Aim of the exercise: From the line with "Where can you see the orange" through the end of the material, change "handbag" to "purse" and write those lines out again with nothing else altered.
*** Exercise material ***
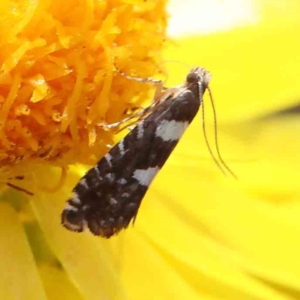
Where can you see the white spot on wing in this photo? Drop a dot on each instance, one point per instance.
(171, 130)
(84, 183)
(75, 199)
(144, 177)
(70, 207)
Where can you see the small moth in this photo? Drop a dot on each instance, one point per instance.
(107, 198)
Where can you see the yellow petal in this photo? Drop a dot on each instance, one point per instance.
(19, 277)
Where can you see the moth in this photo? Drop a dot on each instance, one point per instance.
(107, 198)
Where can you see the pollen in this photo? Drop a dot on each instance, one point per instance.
(59, 74)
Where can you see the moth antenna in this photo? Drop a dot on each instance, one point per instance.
(207, 142)
(216, 134)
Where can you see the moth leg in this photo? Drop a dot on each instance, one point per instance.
(157, 82)
(140, 115)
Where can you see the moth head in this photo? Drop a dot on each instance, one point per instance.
(198, 78)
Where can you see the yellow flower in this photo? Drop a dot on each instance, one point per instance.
(59, 80)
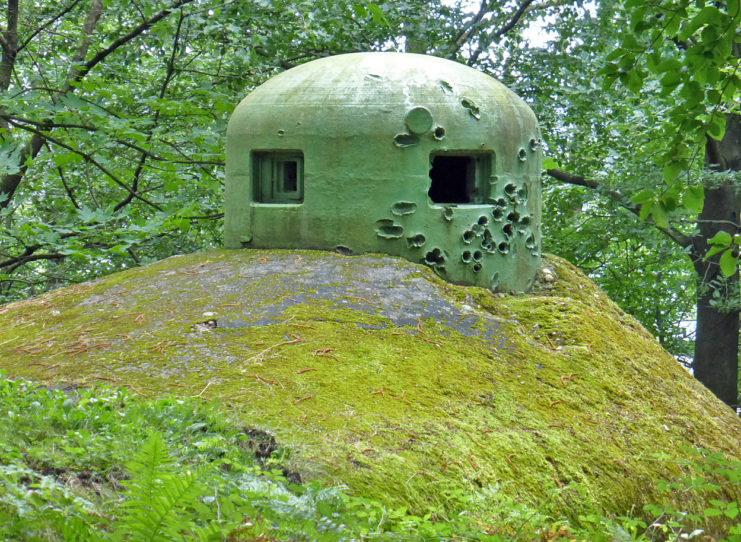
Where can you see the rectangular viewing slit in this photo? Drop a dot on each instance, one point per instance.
(459, 178)
(278, 176)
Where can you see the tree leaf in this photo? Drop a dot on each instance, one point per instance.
(693, 198)
(728, 263)
(722, 238)
(672, 170)
(643, 196)
(706, 15)
(717, 126)
(660, 216)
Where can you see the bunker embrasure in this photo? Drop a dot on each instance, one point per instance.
(395, 153)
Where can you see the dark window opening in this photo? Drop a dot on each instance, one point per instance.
(278, 177)
(459, 179)
(288, 174)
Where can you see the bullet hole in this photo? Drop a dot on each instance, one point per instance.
(473, 109)
(447, 87)
(387, 229)
(487, 243)
(435, 257)
(406, 140)
(416, 241)
(401, 208)
(418, 120)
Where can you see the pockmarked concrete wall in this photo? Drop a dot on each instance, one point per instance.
(395, 153)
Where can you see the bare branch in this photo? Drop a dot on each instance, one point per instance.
(501, 32)
(102, 55)
(87, 157)
(28, 255)
(163, 90)
(47, 24)
(10, 45)
(88, 27)
(468, 30)
(622, 200)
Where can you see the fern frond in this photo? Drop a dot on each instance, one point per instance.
(156, 496)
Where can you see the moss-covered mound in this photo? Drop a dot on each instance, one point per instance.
(383, 377)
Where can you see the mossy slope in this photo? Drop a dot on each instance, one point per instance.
(382, 376)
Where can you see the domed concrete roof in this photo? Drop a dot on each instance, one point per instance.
(396, 153)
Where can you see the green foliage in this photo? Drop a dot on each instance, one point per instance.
(128, 161)
(67, 473)
(684, 53)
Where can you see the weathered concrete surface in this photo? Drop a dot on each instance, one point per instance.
(379, 375)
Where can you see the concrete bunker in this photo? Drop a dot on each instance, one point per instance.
(402, 154)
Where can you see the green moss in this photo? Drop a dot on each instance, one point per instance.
(527, 393)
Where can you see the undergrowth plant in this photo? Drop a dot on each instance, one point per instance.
(105, 465)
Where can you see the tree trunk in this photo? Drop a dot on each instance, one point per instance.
(716, 343)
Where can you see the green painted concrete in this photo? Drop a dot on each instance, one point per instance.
(401, 154)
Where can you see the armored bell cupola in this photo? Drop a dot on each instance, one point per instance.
(396, 153)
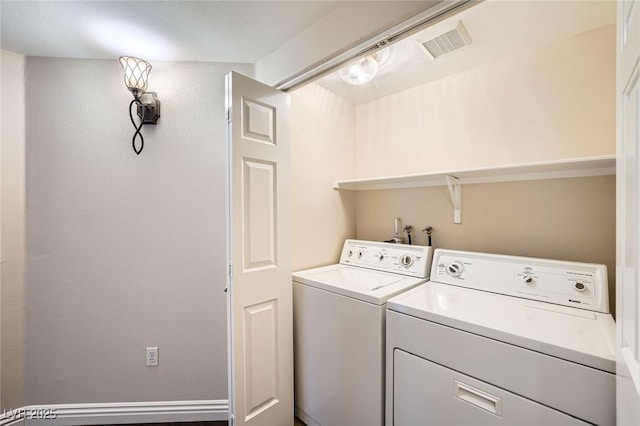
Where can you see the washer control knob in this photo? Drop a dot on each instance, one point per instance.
(406, 260)
(454, 269)
(580, 287)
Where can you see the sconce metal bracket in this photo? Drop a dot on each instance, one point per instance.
(149, 101)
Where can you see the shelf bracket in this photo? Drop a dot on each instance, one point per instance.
(455, 192)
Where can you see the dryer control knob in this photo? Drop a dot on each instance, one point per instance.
(406, 260)
(527, 279)
(454, 269)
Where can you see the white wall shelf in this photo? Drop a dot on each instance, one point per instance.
(575, 167)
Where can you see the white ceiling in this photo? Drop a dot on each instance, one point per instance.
(497, 29)
(211, 31)
(248, 31)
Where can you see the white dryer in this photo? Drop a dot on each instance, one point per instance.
(339, 330)
(502, 340)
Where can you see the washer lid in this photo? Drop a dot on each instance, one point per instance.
(360, 283)
(576, 335)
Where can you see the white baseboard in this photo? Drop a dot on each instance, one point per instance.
(119, 413)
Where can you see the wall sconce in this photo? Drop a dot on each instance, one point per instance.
(136, 75)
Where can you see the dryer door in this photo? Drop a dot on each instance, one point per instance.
(426, 393)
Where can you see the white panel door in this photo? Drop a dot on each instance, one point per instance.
(259, 288)
(628, 199)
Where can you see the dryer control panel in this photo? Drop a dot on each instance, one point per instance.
(413, 261)
(579, 285)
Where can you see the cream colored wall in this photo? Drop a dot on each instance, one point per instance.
(570, 219)
(323, 132)
(552, 103)
(12, 230)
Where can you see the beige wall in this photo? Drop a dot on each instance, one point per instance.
(323, 133)
(12, 230)
(552, 103)
(549, 104)
(568, 219)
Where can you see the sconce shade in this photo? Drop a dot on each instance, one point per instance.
(136, 74)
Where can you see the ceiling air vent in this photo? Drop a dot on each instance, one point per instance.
(451, 40)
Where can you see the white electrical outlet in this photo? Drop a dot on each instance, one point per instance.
(152, 356)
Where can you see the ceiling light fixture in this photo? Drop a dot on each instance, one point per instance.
(364, 69)
(136, 78)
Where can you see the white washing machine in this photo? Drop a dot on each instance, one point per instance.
(339, 330)
(502, 340)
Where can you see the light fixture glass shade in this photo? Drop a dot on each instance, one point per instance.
(136, 74)
(360, 72)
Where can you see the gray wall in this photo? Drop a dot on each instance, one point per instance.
(12, 231)
(124, 251)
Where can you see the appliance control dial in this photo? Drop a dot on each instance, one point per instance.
(406, 260)
(580, 287)
(454, 269)
(527, 279)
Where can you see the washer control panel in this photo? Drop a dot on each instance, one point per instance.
(580, 285)
(414, 261)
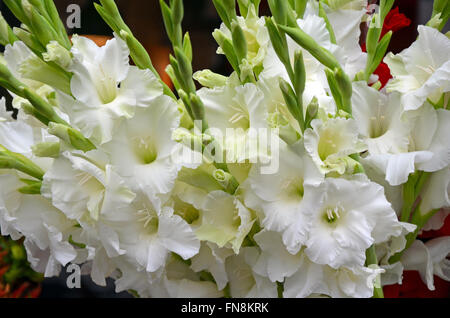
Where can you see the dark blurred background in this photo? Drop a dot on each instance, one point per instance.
(144, 18)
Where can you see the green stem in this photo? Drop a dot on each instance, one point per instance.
(371, 259)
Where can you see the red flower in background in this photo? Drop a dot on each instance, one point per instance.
(17, 280)
(414, 287)
(394, 21)
(443, 231)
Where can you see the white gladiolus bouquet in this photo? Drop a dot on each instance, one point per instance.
(296, 176)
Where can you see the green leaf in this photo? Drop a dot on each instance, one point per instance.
(308, 43)
(187, 46)
(324, 16)
(380, 52)
(223, 12)
(239, 41)
(278, 41)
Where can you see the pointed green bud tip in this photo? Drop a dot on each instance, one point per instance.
(70, 136)
(209, 79)
(58, 54)
(239, 41)
(181, 134)
(344, 83)
(124, 35)
(18, 253)
(4, 30)
(46, 149)
(221, 176)
(313, 108)
(435, 21)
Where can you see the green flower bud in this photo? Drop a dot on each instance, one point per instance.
(70, 136)
(312, 112)
(299, 6)
(198, 109)
(385, 8)
(300, 73)
(201, 177)
(227, 48)
(177, 11)
(18, 253)
(32, 187)
(138, 52)
(323, 15)
(42, 106)
(239, 41)
(291, 102)
(185, 69)
(308, 43)
(286, 132)
(226, 180)
(36, 69)
(278, 41)
(6, 34)
(187, 46)
(373, 35)
(210, 79)
(29, 39)
(58, 54)
(47, 149)
(11, 160)
(334, 88)
(379, 53)
(222, 10)
(345, 87)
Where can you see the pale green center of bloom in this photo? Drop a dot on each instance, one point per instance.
(330, 141)
(106, 87)
(379, 125)
(144, 149)
(293, 188)
(185, 210)
(149, 219)
(332, 214)
(241, 116)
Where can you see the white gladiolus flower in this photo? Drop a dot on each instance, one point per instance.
(436, 193)
(278, 196)
(46, 230)
(311, 278)
(142, 147)
(341, 220)
(316, 82)
(102, 166)
(237, 112)
(379, 120)
(4, 114)
(148, 233)
(106, 88)
(330, 143)
(244, 282)
(256, 36)
(225, 221)
(212, 258)
(428, 148)
(305, 278)
(422, 71)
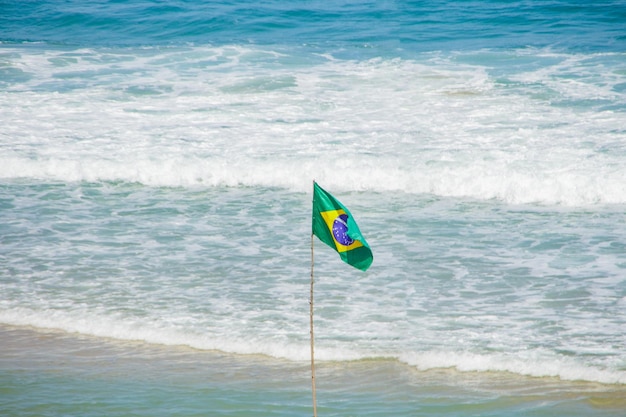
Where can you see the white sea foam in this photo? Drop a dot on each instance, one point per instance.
(534, 364)
(530, 363)
(237, 116)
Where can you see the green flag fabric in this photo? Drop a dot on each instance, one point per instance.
(334, 225)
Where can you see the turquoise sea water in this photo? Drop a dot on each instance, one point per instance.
(156, 161)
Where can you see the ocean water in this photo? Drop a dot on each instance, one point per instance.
(156, 167)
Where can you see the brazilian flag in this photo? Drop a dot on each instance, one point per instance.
(334, 225)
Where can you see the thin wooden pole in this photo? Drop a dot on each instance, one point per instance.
(312, 336)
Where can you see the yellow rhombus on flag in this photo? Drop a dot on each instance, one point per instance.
(334, 225)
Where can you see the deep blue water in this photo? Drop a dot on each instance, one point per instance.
(389, 27)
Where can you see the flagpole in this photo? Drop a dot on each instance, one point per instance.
(312, 335)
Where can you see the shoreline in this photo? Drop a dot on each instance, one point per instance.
(36, 355)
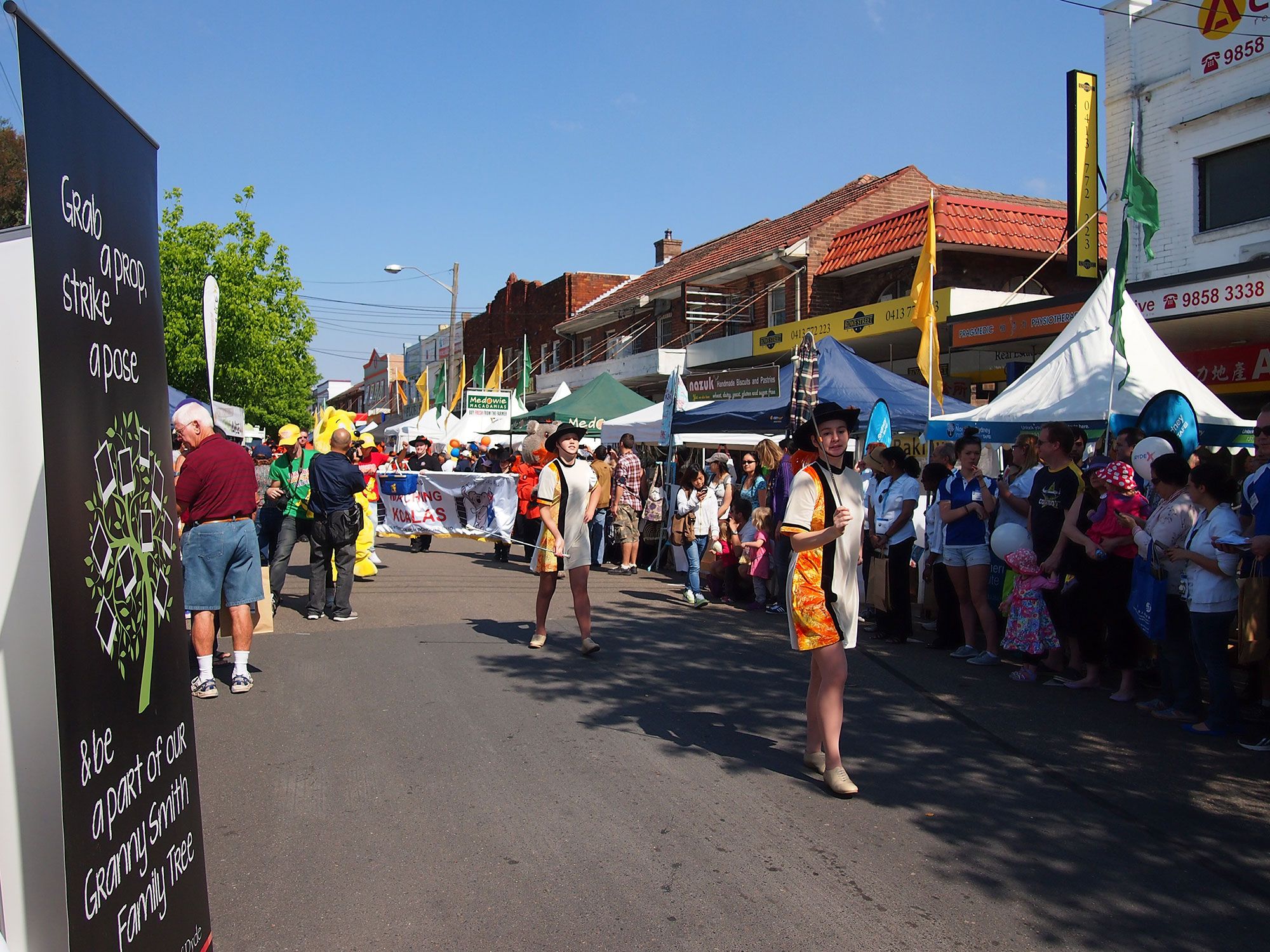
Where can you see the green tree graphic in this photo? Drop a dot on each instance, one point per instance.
(131, 539)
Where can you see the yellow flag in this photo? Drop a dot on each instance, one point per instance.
(496, 378)
(422, 387)
(463, 383)
(924, 310)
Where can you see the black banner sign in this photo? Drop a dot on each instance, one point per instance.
(733, 385)
(133, 831)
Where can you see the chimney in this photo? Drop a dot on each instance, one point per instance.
(667, 248)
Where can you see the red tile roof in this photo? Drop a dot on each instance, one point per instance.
(968, 218)
(742, 246)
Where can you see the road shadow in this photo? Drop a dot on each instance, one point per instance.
(994, 793)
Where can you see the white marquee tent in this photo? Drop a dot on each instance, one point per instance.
(1074, 380)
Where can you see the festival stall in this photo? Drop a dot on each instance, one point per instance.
(1080, 378)
(845, 379)
(591, 406)
(646, 426)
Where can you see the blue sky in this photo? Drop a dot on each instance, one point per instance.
(540, 139)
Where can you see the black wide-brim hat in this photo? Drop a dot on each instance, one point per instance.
(805, 437)
(566, 431)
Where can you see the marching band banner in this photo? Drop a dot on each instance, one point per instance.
(474, 505)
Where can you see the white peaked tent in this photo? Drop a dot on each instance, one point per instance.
(1074, 379)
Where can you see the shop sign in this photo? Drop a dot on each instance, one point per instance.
(1028, 324)
(733, 385)
(1231, 369)
(1083, 175)
(495, 404)
(1226, 294)
(853, 324)
(1226, 35)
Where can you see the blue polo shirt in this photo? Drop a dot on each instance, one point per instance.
(970, 530)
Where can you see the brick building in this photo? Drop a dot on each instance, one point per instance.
(718, 303)
(530, 310)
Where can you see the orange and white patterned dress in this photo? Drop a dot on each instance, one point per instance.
(565, 489)
(822, 591)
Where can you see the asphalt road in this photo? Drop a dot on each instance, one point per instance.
(420, 780)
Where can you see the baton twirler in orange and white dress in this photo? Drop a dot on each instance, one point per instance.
(566, 491)
(822, 590)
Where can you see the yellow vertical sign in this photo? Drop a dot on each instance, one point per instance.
(1083, 175)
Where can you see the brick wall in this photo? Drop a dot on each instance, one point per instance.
(1149, 77)
(962, 270)
(530, 309)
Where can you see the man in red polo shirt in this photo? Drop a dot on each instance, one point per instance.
(219, 554)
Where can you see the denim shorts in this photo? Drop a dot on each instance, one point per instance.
(222, 559)
(963, 557)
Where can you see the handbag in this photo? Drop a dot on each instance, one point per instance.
(1147, 595)
(655, 507)
(879, 585)
(1253, 635)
***
Task result:
Where can you see the orange and white patterned dress in this photo? Drop a dot on each instance, one point per instance.
(565, 489)
(822, 591)
Where can you see the asphalt road in this photo? Drop a dot on each instance, one point per instance.
(420, 780)
Where can you see the baton twirler in orange and white dress in this photo? Drop a dot on each instance, one point per instance.
(566, 491)
(822, 590)
Where can you see the yellow vertical sign in this photo? Drop a dot on each instance, one point per instance.
(1083, 175)
Where can you see the brick wall in this photo? Drop a dot on each instance, one point per instance.
(1149, 77)
(962, 270)
(530, 309)
Where can you see the man in red polo shirt in this photo? Drop a dot on each instance, one point per instance.
(219, 554)
Where can you see the denim shorts in this photo? Drop a dot on each instance, one point per instance.
(222, 559)
(963, 557)
Where can you see the purse in this photo? Drop a dot on each instance, one point per instance.
(1147, 595)
(655, 507)
(879, 585)
(1253, 635)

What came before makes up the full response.